> _DOCUMENT EXCERPT_:
+++

In later stages, HCC often invades nearby structures, especially the portal vein. That’s a major blood vessel going into the liver, and once the tumor gets into it, the consequences are serious — such as liver failure, fluid buildup (ascites), and sometimes even spreading to other organs (Kudo, 2020).
Treatment Options: Some Old, Some Newer
There used to be very few treatments for advanced HCC. But now, the landscape is changing, bit by bit. One of the current mainstays is sorafenib, a tyrosine kinase inhibitor (TKI) that targets blood vessel growth. It doesn’t cure the disease, but it can slow things down and improve survival a little (Llovet et al., 2008) by reducing blood supply to tumour cells. A newer drug, lenvatinib, works in a similar way. Cabozantinib, another TKI, blocks receptors in the MET and VEGFR signal pathways and has shown some improvement in how long patients stay progression-free (Abou-Alfa et al., 2018).

+++

> _REQUIREMENT A_: List every drug named in the text on advanced liver cancer.
> _REQUIREMENT B_: Carry the text on advanced liver cancer forward from its last sentence.

(Image-grounded pointing data)
+++

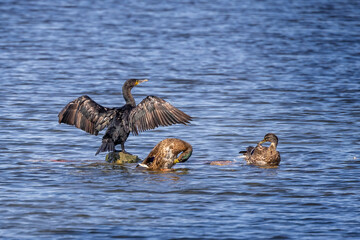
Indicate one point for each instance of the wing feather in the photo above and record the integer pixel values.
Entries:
(153, 112)
(86, 114)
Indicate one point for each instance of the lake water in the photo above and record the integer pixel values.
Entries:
(241, 69)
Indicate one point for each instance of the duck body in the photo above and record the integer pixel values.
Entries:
(165, 154)
(263, 156)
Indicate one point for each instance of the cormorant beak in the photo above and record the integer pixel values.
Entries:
(140, 81)
(142, 165)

+++

> _TASK RESULT A_: sorafenib, lenvatinib, cabozantinib

> _TASK RESULT B_:
But the really big shift came with immunotherapy. The combination of atezolizumab and bevacizumab — one targets PD-L1 to restore anti-tumour immune responses, the other blocks VEGF-mediated blood vessel growth — has actually outperformed sorafenib in clinical trials for first-line treatment (Finn et al., 2020). Some regimens also use ipilimumab and nivolumab, two checkpoint inhibitors that help the immune system attack the cancer more aggressively (Yau et al., 2020). How so?
Researchers are also starting to look at the tumor’s microenvironment — the cells and tissue around the tumor that help protect it. If we can disrupt that support system, or exploit the tumor’s odd metabolism, newer drugs might become more effective (Zhang et al., 2021).
Wrapping Up
HCC is still one of the more stubborn cancers out there. It’s shaped by a mix of inflammation, DNA changes, immune evasion, and strange metabolic shifts. For years, options were limited, and survival rates were bleak. But the past few years have seen real progress — especially with targeted drugs and immune-based treatments. It's not perfect, and recurrence remains a big issue, but at least there’s a growing toolkit now. As more is understood about the biology behind it — and how each patient’s tumor behaves — treatments will hopefully get even more personalized and effective.
References
Abou-Alfa, G. K., et al. (2018). Cabozantinib in advanced hepatocellular carcinoma. New England Journal of Medicine, 379(6), 541-552.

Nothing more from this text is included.